***** Recorded data
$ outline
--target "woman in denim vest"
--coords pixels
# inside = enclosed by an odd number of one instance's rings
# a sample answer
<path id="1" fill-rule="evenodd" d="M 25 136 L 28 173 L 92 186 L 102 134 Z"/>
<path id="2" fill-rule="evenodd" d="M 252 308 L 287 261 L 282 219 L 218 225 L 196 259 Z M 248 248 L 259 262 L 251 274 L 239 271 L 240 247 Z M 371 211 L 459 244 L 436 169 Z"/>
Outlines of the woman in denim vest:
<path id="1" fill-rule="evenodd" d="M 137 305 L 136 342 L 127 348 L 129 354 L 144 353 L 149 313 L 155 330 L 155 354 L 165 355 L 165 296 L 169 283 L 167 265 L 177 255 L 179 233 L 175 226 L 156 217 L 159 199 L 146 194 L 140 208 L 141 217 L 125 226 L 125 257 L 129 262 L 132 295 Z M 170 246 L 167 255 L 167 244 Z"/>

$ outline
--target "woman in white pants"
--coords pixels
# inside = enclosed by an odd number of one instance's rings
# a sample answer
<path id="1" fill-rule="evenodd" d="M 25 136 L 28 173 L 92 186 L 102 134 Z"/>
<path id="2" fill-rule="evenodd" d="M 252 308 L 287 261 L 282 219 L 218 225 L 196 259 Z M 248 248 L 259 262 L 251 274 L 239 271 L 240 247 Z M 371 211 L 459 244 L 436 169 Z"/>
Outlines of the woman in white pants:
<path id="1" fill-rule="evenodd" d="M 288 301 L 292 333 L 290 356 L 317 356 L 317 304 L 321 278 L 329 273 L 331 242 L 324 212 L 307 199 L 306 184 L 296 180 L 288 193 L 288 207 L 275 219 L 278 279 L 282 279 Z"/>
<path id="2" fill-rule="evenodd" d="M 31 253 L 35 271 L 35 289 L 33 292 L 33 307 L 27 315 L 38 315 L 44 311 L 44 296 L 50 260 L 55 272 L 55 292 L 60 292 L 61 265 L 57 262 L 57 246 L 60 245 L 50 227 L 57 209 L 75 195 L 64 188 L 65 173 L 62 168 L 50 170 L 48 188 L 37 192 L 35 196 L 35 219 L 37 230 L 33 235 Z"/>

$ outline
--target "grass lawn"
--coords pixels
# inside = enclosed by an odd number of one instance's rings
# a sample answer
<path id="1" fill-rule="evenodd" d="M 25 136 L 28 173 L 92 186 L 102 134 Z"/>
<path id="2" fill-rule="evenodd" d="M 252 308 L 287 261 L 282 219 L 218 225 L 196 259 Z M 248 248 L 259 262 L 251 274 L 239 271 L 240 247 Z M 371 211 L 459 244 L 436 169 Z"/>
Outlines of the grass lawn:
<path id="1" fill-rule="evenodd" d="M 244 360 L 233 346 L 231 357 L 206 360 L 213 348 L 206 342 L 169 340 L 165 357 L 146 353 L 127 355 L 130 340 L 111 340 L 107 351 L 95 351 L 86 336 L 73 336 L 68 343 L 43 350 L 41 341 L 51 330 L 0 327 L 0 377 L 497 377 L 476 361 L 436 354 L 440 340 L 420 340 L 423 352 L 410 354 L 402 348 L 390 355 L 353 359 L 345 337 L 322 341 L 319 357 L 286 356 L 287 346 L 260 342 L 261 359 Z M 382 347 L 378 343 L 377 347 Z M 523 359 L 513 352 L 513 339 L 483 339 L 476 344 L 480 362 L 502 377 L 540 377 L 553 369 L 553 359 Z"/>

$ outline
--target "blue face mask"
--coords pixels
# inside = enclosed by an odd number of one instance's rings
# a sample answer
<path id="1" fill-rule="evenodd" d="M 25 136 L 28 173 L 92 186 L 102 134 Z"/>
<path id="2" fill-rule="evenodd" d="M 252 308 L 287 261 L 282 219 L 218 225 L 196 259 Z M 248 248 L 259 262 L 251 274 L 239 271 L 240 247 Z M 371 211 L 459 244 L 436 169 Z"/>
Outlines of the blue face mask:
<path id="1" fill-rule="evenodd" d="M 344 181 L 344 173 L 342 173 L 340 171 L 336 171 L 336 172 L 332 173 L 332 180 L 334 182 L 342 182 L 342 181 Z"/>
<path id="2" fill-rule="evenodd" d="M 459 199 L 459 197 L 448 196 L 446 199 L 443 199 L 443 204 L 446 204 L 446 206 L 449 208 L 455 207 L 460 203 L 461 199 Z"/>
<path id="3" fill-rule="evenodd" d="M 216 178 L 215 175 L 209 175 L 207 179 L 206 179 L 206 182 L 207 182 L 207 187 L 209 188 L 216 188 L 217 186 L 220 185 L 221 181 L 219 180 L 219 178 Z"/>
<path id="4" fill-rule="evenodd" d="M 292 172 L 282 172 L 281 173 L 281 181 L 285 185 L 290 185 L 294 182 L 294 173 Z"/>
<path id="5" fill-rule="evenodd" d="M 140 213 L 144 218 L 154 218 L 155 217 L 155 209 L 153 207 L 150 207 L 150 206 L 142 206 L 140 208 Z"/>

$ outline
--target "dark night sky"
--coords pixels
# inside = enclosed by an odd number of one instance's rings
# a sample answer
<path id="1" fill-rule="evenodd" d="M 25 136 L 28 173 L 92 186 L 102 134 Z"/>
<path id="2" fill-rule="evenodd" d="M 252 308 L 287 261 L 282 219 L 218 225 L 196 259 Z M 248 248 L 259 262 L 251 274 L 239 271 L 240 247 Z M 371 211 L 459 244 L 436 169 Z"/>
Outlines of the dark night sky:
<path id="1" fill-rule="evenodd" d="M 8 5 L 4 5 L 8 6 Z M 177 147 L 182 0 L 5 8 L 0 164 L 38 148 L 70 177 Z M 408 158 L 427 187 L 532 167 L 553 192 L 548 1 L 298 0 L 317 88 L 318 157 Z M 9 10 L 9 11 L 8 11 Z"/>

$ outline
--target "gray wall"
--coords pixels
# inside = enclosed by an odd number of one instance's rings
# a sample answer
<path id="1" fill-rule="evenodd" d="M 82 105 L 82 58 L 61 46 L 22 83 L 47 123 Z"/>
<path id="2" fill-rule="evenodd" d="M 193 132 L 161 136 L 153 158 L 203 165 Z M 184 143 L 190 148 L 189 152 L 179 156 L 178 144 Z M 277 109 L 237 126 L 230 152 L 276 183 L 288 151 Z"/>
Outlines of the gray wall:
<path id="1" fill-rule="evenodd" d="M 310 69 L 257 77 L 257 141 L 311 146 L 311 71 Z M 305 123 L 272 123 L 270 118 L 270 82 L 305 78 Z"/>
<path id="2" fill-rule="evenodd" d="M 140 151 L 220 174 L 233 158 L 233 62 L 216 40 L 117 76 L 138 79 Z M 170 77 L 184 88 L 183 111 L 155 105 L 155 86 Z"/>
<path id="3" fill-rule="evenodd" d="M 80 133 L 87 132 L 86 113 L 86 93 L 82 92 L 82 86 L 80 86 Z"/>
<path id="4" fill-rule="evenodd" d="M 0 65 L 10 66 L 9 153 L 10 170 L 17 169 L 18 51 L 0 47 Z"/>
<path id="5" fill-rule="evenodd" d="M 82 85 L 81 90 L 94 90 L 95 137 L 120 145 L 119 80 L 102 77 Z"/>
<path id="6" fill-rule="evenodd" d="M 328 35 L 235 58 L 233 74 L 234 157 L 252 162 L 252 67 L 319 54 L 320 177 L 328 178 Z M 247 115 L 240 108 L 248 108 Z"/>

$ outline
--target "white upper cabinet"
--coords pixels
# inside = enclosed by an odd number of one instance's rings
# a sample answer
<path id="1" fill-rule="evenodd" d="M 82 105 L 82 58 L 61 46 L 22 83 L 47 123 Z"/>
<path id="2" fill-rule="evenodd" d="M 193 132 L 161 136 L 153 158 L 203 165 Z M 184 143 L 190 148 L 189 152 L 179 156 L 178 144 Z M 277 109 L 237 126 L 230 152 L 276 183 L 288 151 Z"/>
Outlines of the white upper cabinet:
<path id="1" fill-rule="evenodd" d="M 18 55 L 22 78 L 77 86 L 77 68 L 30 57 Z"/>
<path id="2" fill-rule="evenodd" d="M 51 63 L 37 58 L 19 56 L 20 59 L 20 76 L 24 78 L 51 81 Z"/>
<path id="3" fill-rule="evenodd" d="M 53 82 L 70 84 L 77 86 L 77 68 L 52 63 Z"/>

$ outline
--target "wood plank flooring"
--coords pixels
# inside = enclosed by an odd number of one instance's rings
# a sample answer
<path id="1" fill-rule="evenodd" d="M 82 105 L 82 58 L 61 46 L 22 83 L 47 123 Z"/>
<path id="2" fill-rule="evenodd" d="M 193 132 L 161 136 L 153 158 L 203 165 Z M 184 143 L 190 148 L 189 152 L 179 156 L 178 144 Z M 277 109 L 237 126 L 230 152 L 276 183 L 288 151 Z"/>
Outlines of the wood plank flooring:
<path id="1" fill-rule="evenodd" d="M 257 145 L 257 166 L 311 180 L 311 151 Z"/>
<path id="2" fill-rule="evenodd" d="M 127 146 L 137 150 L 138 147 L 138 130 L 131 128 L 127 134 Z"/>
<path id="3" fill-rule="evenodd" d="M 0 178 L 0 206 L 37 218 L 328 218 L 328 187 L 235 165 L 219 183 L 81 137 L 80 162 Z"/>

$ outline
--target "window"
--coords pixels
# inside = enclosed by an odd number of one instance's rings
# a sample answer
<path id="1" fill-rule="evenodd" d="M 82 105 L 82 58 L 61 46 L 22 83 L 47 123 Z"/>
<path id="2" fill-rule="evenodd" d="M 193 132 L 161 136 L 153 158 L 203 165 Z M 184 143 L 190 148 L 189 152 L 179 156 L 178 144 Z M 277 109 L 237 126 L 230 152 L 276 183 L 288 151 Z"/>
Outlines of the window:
**********
Starting at the beginning of the entries and going through the line that contains "137 305 L 136", rewrite those lines with "denim" switched to "leather" and nothing else changed.

Answer for this exercise -
$ outline
--target "woman in leather vest"
--coords pixels
# inside = enclosed by an odd number of one instance's rings
# a sample answer
<path id="1" fill-rule="evenodd" d="M 25 136 L 28 173 L 92 186 L 102 134 Z"/>
<path id="2" fill-rule="evenodd" d="M 252 308 L 287 261 L 282 219 L 218 225 L 196 259 Z M 248 248 L 259 262 L 251 274 L 239 271 L 240 247 Z M 371 211 L 459 244 L 436 169 Z"/>
Outlines of the woman in leather vest:
<path id="1" fill-rule="evenodd" d="M 137 305 L 136 342 L 127 348 L 129 354 L 144 353 L 149 313 L 155 330 L 155 354 L 165 355 L 165 296 L 169 283 L 167 265 L 177 255 L 179 233 L 175 226 L 156 217 L 159 199 L 146 194 L 140 208 L 141 217 L 125 226 L 125 257 L 129 262 L 132 295 Z M 170 246 L 167 255 L 167 244 Z"/>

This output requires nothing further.